*Data provided*.
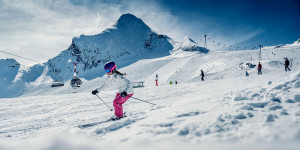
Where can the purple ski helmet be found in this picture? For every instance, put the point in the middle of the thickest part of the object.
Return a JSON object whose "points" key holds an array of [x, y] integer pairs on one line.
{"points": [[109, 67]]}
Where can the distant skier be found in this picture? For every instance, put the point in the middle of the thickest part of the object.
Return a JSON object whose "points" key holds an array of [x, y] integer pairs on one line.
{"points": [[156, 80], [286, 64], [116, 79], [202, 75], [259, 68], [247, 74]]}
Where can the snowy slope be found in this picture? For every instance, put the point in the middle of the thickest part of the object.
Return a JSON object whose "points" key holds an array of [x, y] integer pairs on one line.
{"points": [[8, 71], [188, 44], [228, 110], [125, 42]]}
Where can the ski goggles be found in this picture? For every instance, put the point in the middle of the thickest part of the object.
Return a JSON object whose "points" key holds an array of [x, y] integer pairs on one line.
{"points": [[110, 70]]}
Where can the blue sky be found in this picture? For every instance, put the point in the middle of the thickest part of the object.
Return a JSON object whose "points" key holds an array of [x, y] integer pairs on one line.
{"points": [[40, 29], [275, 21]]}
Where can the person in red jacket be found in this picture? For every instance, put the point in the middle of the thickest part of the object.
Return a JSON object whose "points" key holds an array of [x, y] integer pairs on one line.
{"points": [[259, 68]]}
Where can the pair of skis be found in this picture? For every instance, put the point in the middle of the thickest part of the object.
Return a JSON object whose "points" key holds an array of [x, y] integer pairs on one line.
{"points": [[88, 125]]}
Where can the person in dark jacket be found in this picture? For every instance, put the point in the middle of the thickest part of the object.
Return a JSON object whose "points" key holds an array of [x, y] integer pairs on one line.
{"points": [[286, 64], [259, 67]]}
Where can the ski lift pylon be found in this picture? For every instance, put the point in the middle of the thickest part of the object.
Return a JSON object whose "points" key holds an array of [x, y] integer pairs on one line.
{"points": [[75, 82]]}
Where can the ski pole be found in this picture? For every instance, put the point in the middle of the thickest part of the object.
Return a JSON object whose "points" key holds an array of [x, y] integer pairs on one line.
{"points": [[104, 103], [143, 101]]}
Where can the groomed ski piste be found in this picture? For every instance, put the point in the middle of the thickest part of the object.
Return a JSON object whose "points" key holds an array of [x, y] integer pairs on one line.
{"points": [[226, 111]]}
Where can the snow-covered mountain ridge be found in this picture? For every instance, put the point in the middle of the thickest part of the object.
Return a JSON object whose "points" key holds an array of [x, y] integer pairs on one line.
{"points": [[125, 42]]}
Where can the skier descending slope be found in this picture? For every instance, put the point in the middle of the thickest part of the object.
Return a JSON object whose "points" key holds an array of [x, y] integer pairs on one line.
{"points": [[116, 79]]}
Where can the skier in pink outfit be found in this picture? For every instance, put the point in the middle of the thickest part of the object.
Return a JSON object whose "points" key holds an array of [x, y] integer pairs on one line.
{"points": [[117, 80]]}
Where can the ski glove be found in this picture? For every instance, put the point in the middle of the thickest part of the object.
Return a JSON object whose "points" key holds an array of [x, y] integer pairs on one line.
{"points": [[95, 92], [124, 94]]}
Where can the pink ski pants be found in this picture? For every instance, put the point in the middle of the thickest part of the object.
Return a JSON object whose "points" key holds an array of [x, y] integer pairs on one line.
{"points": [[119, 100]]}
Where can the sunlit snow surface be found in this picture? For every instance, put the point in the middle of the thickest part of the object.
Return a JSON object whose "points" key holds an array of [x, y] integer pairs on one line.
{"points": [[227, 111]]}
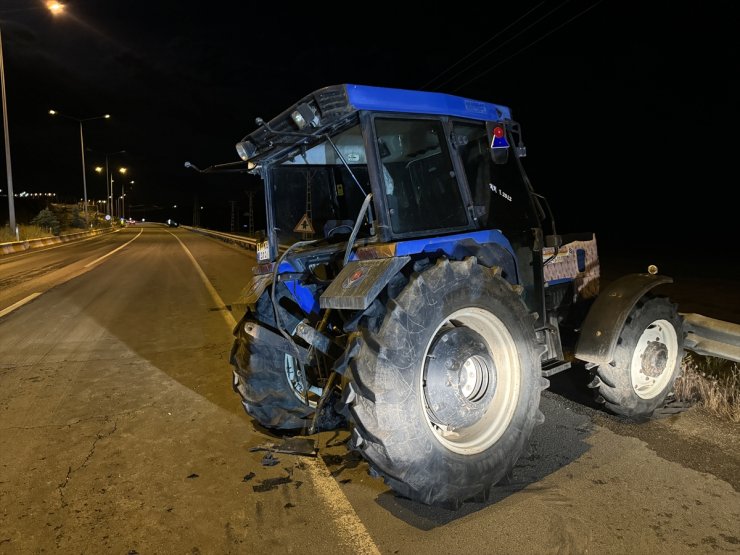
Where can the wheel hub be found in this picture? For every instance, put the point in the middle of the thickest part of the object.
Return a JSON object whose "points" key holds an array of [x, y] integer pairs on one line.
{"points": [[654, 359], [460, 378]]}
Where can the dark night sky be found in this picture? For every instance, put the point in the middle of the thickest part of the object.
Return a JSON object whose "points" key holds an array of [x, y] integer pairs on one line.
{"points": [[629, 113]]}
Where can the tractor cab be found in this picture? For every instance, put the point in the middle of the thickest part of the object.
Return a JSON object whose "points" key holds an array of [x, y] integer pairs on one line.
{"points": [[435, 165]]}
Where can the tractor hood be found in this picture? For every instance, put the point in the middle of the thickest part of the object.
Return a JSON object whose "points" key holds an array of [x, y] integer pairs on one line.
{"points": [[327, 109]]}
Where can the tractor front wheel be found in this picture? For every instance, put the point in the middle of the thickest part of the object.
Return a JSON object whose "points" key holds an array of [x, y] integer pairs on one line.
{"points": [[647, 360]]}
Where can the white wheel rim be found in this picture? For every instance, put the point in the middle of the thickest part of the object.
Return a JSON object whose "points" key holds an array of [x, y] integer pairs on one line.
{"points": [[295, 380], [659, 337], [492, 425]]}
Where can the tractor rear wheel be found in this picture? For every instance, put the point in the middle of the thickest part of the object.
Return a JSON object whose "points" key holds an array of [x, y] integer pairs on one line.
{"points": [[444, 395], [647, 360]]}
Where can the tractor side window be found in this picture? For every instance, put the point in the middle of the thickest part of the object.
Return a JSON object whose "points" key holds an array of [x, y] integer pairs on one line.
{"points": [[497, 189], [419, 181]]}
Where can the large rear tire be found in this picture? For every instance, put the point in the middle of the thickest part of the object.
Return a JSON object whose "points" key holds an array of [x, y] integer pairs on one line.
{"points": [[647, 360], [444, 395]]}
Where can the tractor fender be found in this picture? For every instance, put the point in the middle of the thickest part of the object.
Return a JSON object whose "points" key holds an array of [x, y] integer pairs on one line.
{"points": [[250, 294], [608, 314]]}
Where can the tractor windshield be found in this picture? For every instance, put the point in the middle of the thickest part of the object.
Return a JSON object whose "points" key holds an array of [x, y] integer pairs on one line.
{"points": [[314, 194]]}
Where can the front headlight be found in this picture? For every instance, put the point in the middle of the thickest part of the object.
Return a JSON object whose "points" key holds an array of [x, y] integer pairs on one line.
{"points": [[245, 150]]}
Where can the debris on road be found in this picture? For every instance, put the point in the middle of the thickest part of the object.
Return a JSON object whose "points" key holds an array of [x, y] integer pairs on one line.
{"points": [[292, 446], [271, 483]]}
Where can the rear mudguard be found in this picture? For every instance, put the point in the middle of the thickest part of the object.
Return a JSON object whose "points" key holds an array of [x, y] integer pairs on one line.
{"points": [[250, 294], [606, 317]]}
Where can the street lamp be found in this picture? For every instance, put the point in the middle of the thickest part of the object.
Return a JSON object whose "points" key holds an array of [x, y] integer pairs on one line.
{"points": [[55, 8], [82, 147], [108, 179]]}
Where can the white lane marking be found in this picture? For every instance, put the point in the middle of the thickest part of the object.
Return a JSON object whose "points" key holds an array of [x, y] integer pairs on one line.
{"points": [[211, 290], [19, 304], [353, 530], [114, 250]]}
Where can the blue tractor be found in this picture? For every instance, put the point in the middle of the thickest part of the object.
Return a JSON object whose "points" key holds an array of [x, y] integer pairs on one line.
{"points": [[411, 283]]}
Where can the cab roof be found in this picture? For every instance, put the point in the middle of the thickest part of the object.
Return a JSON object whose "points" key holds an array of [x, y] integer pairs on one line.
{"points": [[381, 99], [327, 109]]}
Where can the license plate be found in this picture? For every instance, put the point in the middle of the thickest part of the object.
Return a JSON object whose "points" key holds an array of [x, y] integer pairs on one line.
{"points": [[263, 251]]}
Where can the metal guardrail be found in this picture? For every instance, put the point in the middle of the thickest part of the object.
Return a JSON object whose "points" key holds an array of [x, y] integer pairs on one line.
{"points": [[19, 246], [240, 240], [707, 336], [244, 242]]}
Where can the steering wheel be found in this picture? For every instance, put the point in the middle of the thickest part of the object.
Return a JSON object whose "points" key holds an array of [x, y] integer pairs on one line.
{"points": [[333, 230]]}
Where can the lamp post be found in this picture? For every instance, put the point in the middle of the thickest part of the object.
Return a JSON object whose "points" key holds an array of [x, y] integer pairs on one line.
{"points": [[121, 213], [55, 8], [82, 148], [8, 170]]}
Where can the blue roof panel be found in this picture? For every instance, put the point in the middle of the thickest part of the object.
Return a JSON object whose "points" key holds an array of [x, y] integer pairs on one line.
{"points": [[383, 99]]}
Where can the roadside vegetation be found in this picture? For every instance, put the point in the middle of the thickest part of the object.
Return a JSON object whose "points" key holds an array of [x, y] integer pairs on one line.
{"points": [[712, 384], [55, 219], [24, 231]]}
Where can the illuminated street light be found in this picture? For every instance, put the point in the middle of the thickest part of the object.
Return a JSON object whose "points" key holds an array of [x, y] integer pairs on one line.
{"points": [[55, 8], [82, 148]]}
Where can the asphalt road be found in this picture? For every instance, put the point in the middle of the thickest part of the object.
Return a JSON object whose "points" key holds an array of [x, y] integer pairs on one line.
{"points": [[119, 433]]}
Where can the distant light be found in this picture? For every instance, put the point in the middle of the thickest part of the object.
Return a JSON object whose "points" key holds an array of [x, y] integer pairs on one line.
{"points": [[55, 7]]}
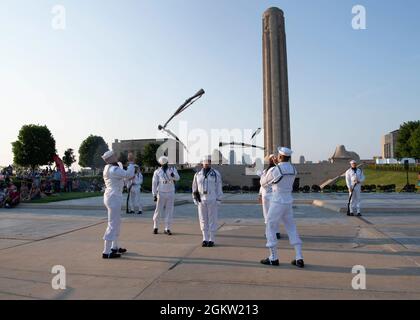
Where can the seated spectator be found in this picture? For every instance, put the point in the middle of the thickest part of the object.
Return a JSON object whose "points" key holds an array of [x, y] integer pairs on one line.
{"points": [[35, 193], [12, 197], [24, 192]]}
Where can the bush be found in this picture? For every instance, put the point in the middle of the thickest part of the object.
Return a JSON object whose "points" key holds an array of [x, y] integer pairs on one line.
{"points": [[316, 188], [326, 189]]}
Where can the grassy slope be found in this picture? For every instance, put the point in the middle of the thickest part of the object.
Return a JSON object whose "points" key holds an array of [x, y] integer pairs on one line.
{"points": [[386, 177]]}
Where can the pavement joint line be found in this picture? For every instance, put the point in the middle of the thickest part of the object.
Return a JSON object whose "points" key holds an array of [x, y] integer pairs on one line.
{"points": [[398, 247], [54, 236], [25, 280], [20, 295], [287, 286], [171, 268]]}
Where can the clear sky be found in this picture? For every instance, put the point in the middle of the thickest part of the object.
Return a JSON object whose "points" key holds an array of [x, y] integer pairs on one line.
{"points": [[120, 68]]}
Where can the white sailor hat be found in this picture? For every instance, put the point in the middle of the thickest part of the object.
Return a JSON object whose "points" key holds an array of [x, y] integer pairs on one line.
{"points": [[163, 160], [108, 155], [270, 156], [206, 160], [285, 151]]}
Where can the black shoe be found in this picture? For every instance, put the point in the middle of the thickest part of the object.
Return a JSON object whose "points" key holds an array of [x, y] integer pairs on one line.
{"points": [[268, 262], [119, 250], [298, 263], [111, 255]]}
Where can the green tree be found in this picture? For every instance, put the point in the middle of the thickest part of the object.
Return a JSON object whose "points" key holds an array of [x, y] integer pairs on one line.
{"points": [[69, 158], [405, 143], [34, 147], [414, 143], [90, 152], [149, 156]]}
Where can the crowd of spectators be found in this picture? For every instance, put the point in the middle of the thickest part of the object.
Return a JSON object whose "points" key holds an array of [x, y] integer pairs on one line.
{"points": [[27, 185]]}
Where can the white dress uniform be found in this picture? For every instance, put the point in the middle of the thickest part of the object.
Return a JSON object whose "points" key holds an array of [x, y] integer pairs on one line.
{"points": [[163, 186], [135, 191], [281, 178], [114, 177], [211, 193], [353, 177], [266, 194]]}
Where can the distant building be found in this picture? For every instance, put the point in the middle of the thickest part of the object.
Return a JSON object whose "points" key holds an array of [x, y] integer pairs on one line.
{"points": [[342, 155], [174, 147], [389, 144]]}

*Goal*. Reproduce the final stretch of the data above: every line from the one holding "Where can the crowd" through the end, inclusive, exactly as written and nothing else.

*Task solution*.
Where can the crowd of spectators be found in this picture? For every instance, put the point in the middle of the thickest part of the object.
Return a JSON object whose "points" key holds an array of [x, y] integer pairs on one line.
{"points": [[27, 185]]}
Where can the white dress uniform be found in this picture? For every instance, put the point in the middle of the thickest part of the object.
Return a JSON object whose "points" key holds an array of [x, y] integer pairs on one line.
{"points": [[163, 186], [135, 191], [281, 178], [114, 177], [211, 193], [353, 177], [266, 194]]}
Where can the distant building be found in this picture? For every instance, put the point in the middle of the thickest part of the object.
Return a JSON object whose "points" key holds an array of [x, y] integer pairs on one line.
{"points": [[342, 155], [174, 147], [389, 144]]}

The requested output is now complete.